■ Goal of the exercise: Decide whether each statement agrees with the bomb peck recollection below, answering yes or no and quoting the deciding words: 1. The objects found at the site had the word "gilt" stamped on one side. 2. New Street had bomb pecks on only one side of the road. 3. The friend was staying with her grandma in Whitehouse Street.

■ Quoted text:
────
I remember the bomb peck between Wilkinson Street and Miller Street, the Germans must have been aiming for Millers and the factories in Bracebridge Street and Aston Brook Street.

We played there many times, I wonder if there was a factory on that site as we discovered lots of objects that looked like cuff links, one side was
coloured enamel and the other had the word "gilt" stamped on it. In our
ignorance we confused gilt with guilt and thought the police would be after
us if we took them home!!!

There were also bomb pecks in New Street on both sides of the road, and
also in Whitehouse Street, a friend of mine was staying with her grandma
in Alma Street and although only about 3 years old remembers her gran
carrying her to the shelter when the bomb fell as it was just behind their house.
 
:shock: Er... does anyone know why were these bomb sites/bomb craters were known as 'pecks'?
────
■ Dataset:
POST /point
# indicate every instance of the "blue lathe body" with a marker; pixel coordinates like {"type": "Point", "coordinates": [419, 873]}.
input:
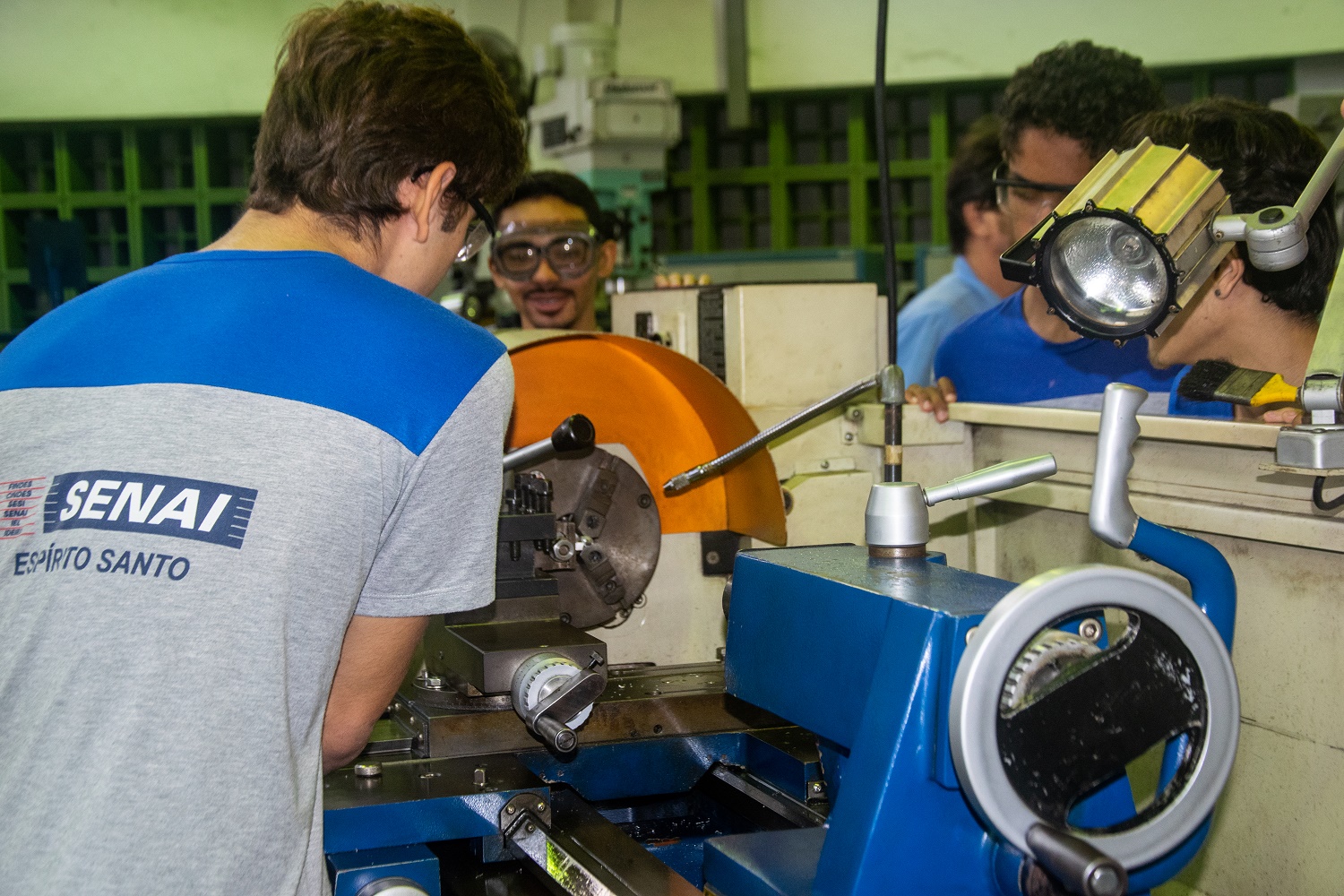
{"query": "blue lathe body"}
{"type": "Point", "coordinates": [860, 651]}
{"type": "Point", "coordinates": [882, 723]}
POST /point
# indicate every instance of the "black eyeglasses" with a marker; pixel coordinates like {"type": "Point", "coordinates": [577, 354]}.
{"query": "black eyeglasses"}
{"type": "Point", "coordinates": [1029, 193]}
{"type": "Point", "coordinates": [478, 231]}
{"type": "Point", "coordinates": [570, 253]}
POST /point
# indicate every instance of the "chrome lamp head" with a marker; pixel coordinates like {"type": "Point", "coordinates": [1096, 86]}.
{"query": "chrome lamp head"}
{"type": "Point", "coordinates": [1129, 246]}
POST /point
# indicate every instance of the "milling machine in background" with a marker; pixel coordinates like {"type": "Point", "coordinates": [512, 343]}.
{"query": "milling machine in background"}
{"type": "Point", "coordinates": [610, 132]}
{"type": "Point", "coordinates": [780, 349]}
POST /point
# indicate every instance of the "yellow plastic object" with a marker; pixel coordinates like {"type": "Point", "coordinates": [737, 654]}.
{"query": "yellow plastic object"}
{"type": "Point", "coordinates": [668, 410]}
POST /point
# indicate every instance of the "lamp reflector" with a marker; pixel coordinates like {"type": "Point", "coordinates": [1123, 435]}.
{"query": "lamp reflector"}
{"type": "Point", "coordinates": [1109, 274]}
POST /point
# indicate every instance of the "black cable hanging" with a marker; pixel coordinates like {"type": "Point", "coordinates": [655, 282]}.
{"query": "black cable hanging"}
{"type": "Point", "coordinates": [892, 422]}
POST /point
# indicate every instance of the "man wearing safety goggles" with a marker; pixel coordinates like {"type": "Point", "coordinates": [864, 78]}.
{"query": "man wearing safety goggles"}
{"type": "Point", "coordinates": [255, 450]}
{"type": "Point", "coordinates": [1062, 113]}
{"type": "Point", "coordinates": [550, 255]}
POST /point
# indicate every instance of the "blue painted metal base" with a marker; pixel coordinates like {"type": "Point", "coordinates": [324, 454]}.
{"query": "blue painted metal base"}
{"type": "Point", "coordinates": [351, 872]}
{"type": "Point", "coordinates": [774, 863]}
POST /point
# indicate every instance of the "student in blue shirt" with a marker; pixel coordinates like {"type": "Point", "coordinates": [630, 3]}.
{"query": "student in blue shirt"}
{"type": "Point", "coordinates": [978, 236]}
{"type": "Point", "coordinates": [1062, 113]}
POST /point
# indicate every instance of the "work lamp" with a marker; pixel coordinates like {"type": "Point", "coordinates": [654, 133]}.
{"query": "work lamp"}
{"type": "Point", "coordinates": [1129, 245]}
{"type": "Point", "coordinates": [1139, 236]}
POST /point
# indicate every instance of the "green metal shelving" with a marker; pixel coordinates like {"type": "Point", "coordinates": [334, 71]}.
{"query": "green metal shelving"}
{"type": "Point", "coordinates": [804, 175]}
{"type": "Point", "coordinates": [801, 177]}
{"type": "Point", "coordinates": [142, 191]}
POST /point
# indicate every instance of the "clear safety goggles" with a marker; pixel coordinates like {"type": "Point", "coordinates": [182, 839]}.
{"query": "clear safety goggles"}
{"type": "Point", "coordinates": [569, 249]}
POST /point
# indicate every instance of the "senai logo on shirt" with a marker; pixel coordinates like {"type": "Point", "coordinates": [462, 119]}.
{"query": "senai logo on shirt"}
{"type": "Point", "coordinates": [147, 503]}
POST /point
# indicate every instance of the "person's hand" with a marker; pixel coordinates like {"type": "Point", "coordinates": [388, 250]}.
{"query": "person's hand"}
{"type": "Point", "coordinates": [933, 400]}
{"type": "Point", "coordinates": [1284, 417]}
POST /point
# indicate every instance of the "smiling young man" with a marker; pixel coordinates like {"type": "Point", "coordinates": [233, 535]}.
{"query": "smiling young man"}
{"type": "Point", "coordinates": [550, 254]}
{"type": "Point", "coordinates": [1062, 113]}
{"type": "Point", "coordinates": [249, 476]}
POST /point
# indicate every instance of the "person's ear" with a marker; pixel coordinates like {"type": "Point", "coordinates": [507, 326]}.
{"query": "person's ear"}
{"type": "Point", "coordinates": [607, 258]}
{"type": "Point", "coordinates": [1228, 276]}
{"type": "Point", "coordinates": [424, 198]}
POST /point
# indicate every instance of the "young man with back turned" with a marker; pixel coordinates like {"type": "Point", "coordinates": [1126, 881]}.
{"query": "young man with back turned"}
{"type": "Point", "coordinates": [254, 471]}
{"type": "Point", "coordinates": [1062, 113]}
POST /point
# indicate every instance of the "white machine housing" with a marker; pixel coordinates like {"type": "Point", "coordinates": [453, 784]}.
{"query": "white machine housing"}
{"type": "Point", "coordinates": [781, 347]}
{"type": "Point", "coordinates": [596, 118]}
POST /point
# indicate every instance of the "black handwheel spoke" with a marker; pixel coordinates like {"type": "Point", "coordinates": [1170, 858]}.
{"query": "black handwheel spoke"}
{"type": "Point", "coordinates": [1088, 726]}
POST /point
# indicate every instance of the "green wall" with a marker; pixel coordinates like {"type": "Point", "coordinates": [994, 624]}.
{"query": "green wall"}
{"type": "Point", "coordinates": [126, 59]}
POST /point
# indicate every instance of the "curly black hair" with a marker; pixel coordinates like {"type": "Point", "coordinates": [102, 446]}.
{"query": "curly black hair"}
{"type": "Point", "coordinates": [1266, 158]}
{"type": "Point", "coordinates": [564, 187]}
{"type": "Point", "coordinates": [1080, 90]}
{"type": "Point", "coordinates": [972, 177]}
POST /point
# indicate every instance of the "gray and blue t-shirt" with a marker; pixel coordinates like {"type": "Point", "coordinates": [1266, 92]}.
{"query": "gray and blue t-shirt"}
{"type": "Point", "coordinates": [206, 468]}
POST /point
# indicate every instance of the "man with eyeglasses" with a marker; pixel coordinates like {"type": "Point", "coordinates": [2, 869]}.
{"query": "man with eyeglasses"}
{"type": "Point", "coordinates": [978, 237]}
{"type": "Point", "coordinates": [249, 474]}
{"type": "Point", "coordinates": [550, 254]}
{"type": "Point", "coordinates": [1062, 113]}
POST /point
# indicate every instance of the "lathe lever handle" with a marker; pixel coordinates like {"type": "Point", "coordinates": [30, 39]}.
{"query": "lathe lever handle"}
{"type": "Point", "coordinates": [574, 435]}
{"type": "Point", "coordinates": [1080, 866]}
{"type": "Point", "coordinates": [994, 478]}
{"type": "Point", "coordinates": [1112, 516]}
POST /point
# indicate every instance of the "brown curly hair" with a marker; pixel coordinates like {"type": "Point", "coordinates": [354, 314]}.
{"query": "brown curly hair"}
{"type": "Point", "coordinates": [370, 93]}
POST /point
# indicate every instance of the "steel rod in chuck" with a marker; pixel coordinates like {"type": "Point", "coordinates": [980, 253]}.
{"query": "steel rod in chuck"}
{"type": "Point", "coordinates": [683, 481]}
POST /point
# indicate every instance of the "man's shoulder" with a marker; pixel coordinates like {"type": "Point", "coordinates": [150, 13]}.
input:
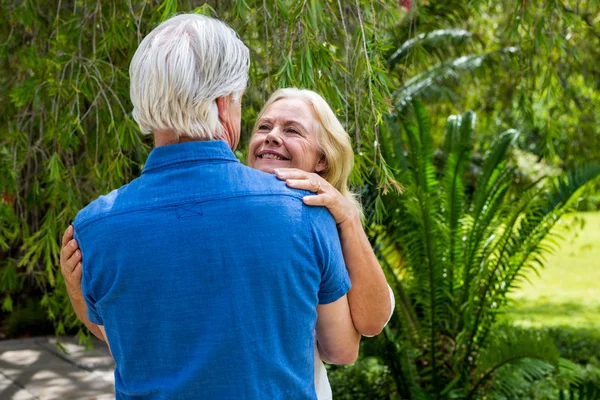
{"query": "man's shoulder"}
{"type": "Point", "coordinates": [102, 206]}
{"type": "Point", "coordinates": [256, 182]}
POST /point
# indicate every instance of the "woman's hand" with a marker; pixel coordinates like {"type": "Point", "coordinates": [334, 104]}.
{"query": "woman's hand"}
{"type": "Point", "coordinates": [70, 264]}
{"type": "Point", "coordinates": [339, 206]}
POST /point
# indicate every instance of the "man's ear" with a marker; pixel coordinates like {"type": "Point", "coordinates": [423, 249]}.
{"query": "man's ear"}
{"type": "Point", "coordinates": [223, 107]}
{"type": "Point", "coordinates": [322, 164]}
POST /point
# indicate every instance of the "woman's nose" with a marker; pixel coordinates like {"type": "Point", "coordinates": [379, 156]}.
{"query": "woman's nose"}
{"type": "Point", "coordinates": [273, 138]}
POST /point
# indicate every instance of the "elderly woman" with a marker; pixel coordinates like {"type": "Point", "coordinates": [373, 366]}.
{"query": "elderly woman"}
{"type": "Point", "coordinates": [298, 137]}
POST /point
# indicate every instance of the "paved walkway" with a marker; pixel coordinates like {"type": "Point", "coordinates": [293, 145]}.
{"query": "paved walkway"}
{"type": "Point", "coordinates": [37, 368]}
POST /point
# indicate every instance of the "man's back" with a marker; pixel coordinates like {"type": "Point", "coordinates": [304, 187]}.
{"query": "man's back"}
{"type": "Point", "coordinates": [206, 276]}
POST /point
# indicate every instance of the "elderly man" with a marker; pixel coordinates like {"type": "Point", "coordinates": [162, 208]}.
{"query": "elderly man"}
{"type": "Point", "coordinates": [205, 276]}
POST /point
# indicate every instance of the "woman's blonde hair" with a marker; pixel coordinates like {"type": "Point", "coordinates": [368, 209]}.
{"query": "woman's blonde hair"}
{"type": "Point", "coordinates": [332, 140]}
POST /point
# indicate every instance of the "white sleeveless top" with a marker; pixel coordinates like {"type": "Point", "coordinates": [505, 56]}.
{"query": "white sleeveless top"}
{"type": "Point", "coordinates": [322, 386]}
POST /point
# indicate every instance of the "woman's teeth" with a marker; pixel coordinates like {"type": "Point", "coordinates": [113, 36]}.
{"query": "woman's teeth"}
{"type": "Point", "coordinates": [271, 157]}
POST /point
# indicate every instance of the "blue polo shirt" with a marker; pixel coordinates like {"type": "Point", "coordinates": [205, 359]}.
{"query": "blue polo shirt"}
{"type": "Point", "coordinates": [206, 275]}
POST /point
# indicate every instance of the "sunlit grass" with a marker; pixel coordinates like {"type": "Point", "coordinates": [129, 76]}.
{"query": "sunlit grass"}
{"type": "Point", "coordinates": [568, 291]}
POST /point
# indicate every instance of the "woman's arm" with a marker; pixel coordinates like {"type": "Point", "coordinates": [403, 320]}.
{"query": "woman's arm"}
{"type": "Point", "coordinates": [70, 266]}
{"type": "Point", "coordinates": [337, 338]}
{"type": "Point", "coordinates": [369, 297]}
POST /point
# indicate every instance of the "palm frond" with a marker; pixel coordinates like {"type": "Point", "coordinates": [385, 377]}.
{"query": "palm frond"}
{"type": "Point", "coordinates": [440, 39]}
{"type": "Point", "coordinates": [434, 83]}
{"type": "Point", "coordinates": [527, 351]}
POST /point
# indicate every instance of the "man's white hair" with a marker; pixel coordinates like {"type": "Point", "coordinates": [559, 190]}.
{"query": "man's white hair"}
{"type": "Point", "coordinates": [180, 69]}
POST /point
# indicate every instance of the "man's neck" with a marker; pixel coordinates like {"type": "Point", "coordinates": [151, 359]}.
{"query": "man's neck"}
{"type": "Point", "coordinates": [167, 137]}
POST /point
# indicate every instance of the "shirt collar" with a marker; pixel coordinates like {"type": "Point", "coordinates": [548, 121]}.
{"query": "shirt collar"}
{"type": "Point", "coordinates": [212, 150]}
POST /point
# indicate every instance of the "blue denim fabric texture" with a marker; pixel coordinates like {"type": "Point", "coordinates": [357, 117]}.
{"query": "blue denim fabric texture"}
{"type": "Point", "coordinates": [206, 275]}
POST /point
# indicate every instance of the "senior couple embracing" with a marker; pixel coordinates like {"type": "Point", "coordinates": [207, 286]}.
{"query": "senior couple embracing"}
{"type": "Point", "coordinates": [208, 279]}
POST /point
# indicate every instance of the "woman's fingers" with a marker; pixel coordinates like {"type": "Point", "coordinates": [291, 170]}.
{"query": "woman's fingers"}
{"type": "Point", "coordinates": [71, 263]}
{"type": "Point", "coordinates": [68, 235]}
{"type": "Point", "coordinates": [324, 199]}
{"type": "Point", "coordinates": [68, 250]}
{"type": "Point", "coordinates": [311, 184]}
{"type": "Point", "coordinates": [291, 173]}
{"type": "Point", "coordinates": [77, 272]}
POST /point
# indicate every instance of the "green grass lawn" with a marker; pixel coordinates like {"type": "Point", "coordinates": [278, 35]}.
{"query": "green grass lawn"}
{"type": "Point", "coordinates": [567, 293]}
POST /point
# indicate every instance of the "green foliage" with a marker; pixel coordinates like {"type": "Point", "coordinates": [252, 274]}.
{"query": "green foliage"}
{"type": "Point", "coordinates": [366, 379]}
{"type": "Point", "coordinates": [455, 254]}
{"type": "Point", "coordinates": [66, 131]}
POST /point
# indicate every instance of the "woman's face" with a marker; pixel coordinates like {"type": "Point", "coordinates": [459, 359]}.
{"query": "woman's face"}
{"type": "Point", "coordinates": [286, 137]}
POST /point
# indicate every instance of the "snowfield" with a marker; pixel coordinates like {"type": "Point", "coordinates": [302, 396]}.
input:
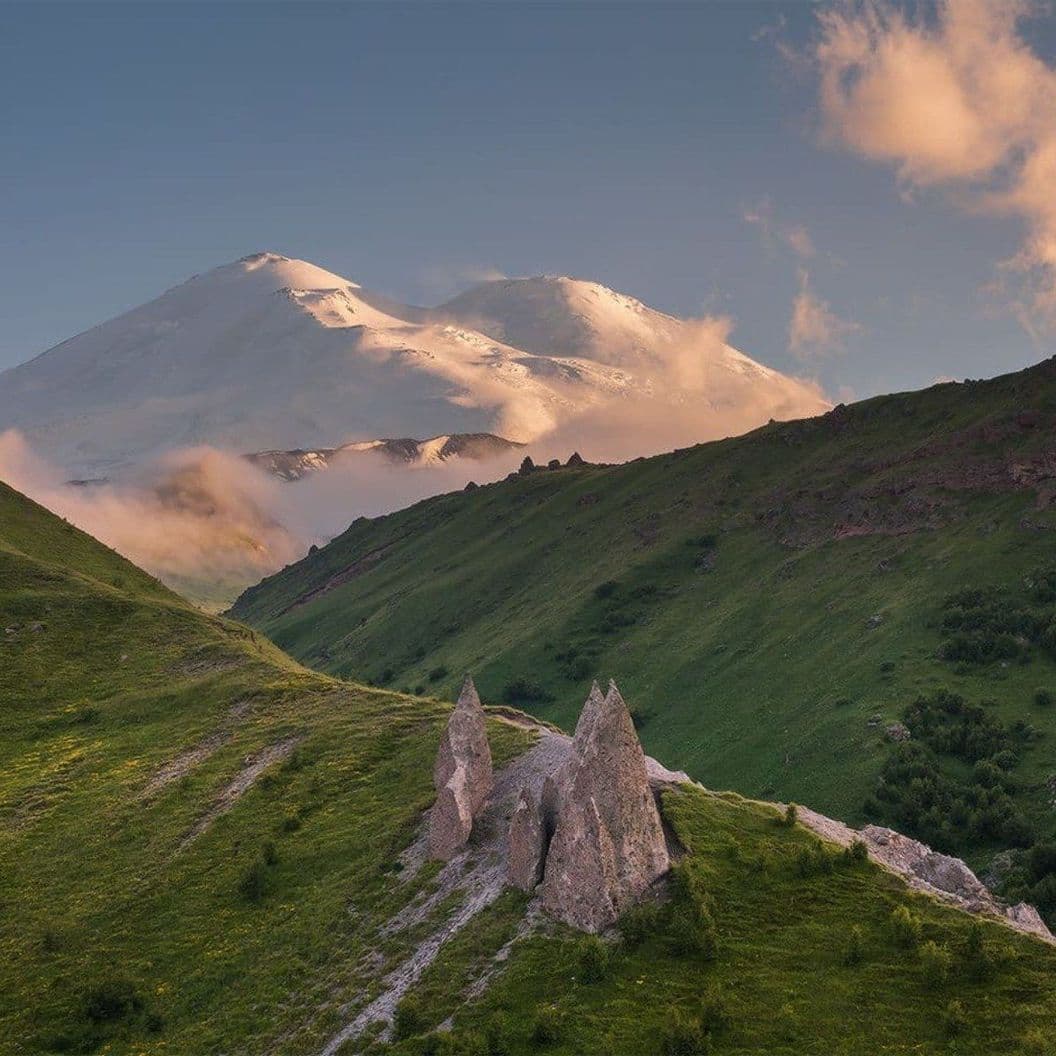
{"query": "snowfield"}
{"type": "Point", "coordinates": [272, 354]}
────
■ Correct response:
1. Yes: "the other had the word "gilt" stamped on it"
2. No: "in New Street on both sides of the road"
3. No: "staying with her grandma in Alma Street"